▸ **WRITTEN REQUEST**
Reproduce every one of the records below word for word, omitting the pictures.

▸ **INPUT MATERIAL**
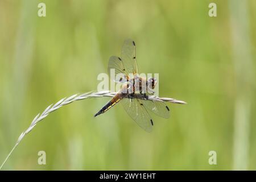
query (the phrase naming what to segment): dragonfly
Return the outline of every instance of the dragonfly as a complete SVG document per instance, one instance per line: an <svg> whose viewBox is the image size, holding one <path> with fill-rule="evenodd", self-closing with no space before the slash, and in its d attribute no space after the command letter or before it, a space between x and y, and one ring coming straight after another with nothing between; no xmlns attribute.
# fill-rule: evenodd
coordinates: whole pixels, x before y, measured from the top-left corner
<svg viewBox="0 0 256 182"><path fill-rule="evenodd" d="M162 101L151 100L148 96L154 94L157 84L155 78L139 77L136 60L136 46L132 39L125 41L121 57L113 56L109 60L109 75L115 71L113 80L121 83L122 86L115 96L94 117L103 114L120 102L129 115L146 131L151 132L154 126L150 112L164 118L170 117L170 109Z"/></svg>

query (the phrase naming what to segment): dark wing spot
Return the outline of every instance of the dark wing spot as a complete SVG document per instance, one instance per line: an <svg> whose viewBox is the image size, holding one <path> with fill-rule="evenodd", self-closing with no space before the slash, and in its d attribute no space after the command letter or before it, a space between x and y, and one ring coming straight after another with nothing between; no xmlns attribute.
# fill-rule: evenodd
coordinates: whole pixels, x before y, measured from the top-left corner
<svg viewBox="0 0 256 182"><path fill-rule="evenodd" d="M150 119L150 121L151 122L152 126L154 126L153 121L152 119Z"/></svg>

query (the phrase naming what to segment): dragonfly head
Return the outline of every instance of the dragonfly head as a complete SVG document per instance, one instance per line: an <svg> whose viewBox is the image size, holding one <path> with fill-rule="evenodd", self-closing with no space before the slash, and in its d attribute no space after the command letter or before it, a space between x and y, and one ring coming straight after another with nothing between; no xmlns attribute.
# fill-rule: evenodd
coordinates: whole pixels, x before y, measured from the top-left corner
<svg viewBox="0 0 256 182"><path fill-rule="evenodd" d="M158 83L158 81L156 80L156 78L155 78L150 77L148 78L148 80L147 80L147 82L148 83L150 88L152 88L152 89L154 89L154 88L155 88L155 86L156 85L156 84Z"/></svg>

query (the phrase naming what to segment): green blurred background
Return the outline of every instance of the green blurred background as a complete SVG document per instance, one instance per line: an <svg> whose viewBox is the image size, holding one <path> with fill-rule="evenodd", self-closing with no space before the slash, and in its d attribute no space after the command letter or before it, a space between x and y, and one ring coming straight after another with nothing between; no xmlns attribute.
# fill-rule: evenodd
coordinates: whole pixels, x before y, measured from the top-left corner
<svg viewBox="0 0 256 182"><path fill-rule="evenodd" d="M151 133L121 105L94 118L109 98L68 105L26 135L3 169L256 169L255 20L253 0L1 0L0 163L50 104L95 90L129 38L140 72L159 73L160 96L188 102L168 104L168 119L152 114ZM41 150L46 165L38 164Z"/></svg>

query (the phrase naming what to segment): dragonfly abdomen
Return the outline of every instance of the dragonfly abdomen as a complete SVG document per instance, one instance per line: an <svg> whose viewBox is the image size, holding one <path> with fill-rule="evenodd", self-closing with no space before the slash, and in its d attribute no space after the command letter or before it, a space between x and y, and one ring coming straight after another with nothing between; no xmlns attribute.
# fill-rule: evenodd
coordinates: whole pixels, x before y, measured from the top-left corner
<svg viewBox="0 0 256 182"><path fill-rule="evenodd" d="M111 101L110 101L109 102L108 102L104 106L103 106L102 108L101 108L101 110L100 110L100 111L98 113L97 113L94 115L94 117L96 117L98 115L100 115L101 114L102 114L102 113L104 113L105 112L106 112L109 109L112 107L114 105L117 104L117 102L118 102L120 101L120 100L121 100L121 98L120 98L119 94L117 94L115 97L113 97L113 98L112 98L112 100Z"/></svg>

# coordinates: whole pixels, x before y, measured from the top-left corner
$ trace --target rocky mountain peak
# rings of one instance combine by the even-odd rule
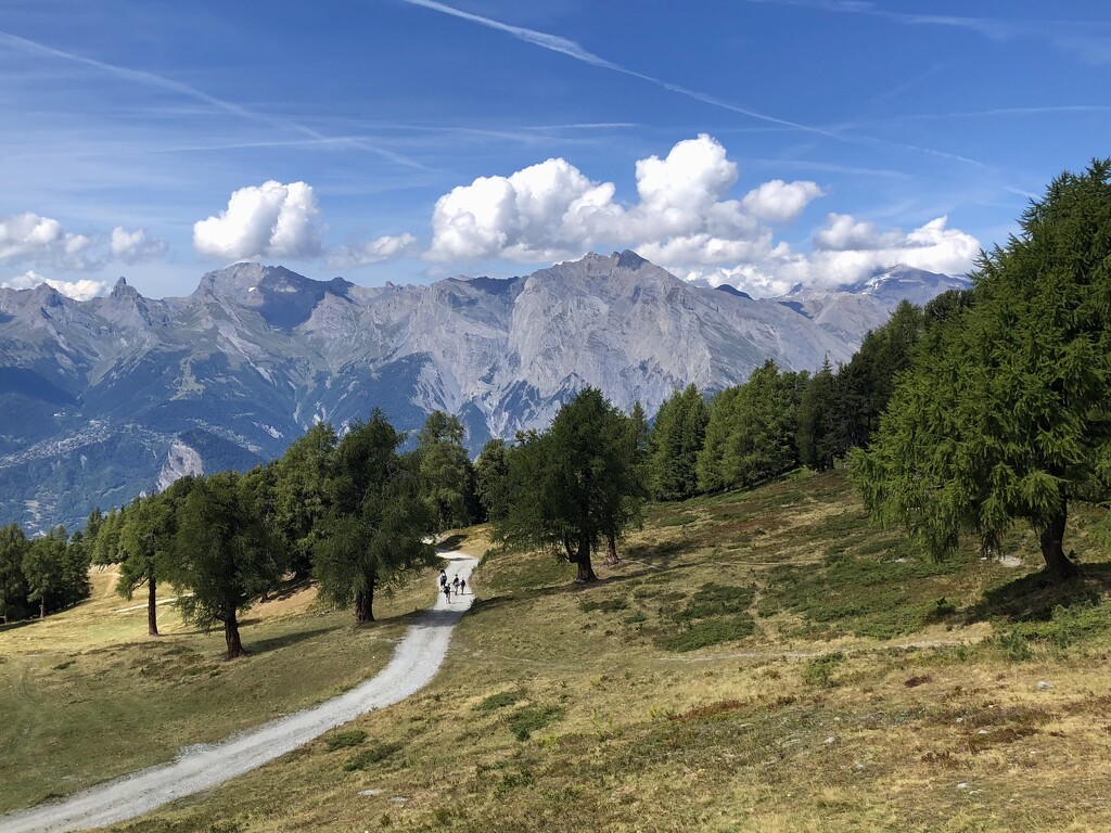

▸ **THE SOLUTION**
query (the phrase naming what to segment): dragonfly
Return the outline of every instance of the dragonfly as a complete SVG document per instance, one instance per line: an <svg> whose viewBox is the image size, holding one <path> with fill-rule="evenodd", self-closing with no space before the slash, and in its d attribute no space after the command letter or before it, a space between x and y, and one ring coming straight after another with nothing between; no xmlns attribute.
# fill-rule: evenodd
coordinates: whole pixels, x before y, measured from the top-left corner
<svg viewBox="0 0 256 182"><path fill-rule="evenodd" d="M162 101L151 100L148 96L154 94L157 84L155 78L139 77L136 60L136 46L132 39L125 41L121 57L113 56L109 60L109 75L115 71L113 80L121 83L122 86L115 96L94 117L103 114L120 102L129 115L146 131L151 132L154 126L150 112L164 118L170 117L170 109Z"/></svg>

query (the phrase naming what to segment): dark wing spot
Return the outline of every instance of the dark wing spot as a complete SVG document per instance, one instance per line: an <svg> whose viewBox is the image size, holding one <path> with fill-rule="evenodd", self-closing with no space before the slash, and in its d attribute no space after the command letter or before it, a space between x and y, and one ring coming straight after another with nothing between; no xmlns attribute.
# fill-rule: evenodd
coordinates: whole pixels, x before y, measured from the top-left corner
<svg viewBox="0 0 256 182"><path fill-rule="evenodd" d="M150 119L150 121L151 122L152 126L154 126L153 121L152 119Z"/></svg>

query (the phrase naming what to segment): dragonfly head
Return the outline of every instance of the dragonfly head as a complete SVG document per instance, one instance per line: an <svg> whose viewBox is the image size, holding one <path> with fill-rule="evenodd", self-closing with no space before the slash, and in its d attribute no space after the command letter or before it, a space between x and y, and one ring coming straight after another with nothing between; no xmlns attribute.
# fill-rule: evenodd
coordinates: whole pixels, x before y, measured from the top-left corner
<svg viewBox="0 0 256 182"><path fill-rule="evenodd" d="M158 83L158 81L156 80L156 78L155 78L150 77L148 78L148 80L147 80L147 82L148 83L150 88L152 88L152 89L154 89L154 88L155 88L155 86L156 85L156 84Z"/></svg>

query (the phrase naming what to segment): green blurred background
Return the outline of every instance of the green blurred background as a complete SVG document per instance, one instance per line: an <svg> whose viewBox is the image size, holding one <path> with fill-rule="evenodd", self-closing with no space before the slash, and in its d attribute no space after the command letter or before it, a space between x and y, and one ring coming straight after another with nothing between; no xmlns attribute.
# fill-rule: evenodd
coordinates: whole pixels, x before y, measured from the top-left corner
<svg viewBox="0 0 256 182"><path fill-rule="evenodd" d="M151 133L121 105L94 118L109 98L68 105L26 135L3 169L256 169L255 20L253 0L1 0L0 163L50 104L95 90L129 38L140 72L159 73L160 96L188 102L168 104L168 119L152 114ZM41 150L46 165L38 164Z"/></svg>

query (the phrase naming what to segment): dragonfly abdomen
Return the outline of every instance of the dragonfly abdomen as a complete SVG document per instance, one instance per line: an <svg> whose viewBox is the image size, holding one <path> with fill-rule="evenodd", self-closing with no space before the slash, and in its d attribute no space after the command letter or before it, a space between x and y, and one ring coming straight after another with nothing between; no xmlns attribute.
# fill-rule: evenodd
coordinates: whole pixels, x before y, measured from the top-left corner
<svg viewBox="0 0 256 182"><path fill-rule="evenodd" d="M111 101L110 101L109 102L108 102L104 106L103 106L102 108L101 108L101 110L100 110L100 111L98 113L97 113L94 115L94 117L96 117L98 115L100 115L101 114L102 114L102 113L104 113L105 112L106 112L109 109L112 107L114 105L117 104L117 102L118 102L120 101L120 100L121 100L121 98L120 98L119 94L117 94L115 97L113 97L113 98L112 98L112 100Z"/></svg>

# coordinates: whole pixels, x before y, measured from the top-left corner
$ trace --target rocky mountain peak
# rings of one instance combine by the even-odd rule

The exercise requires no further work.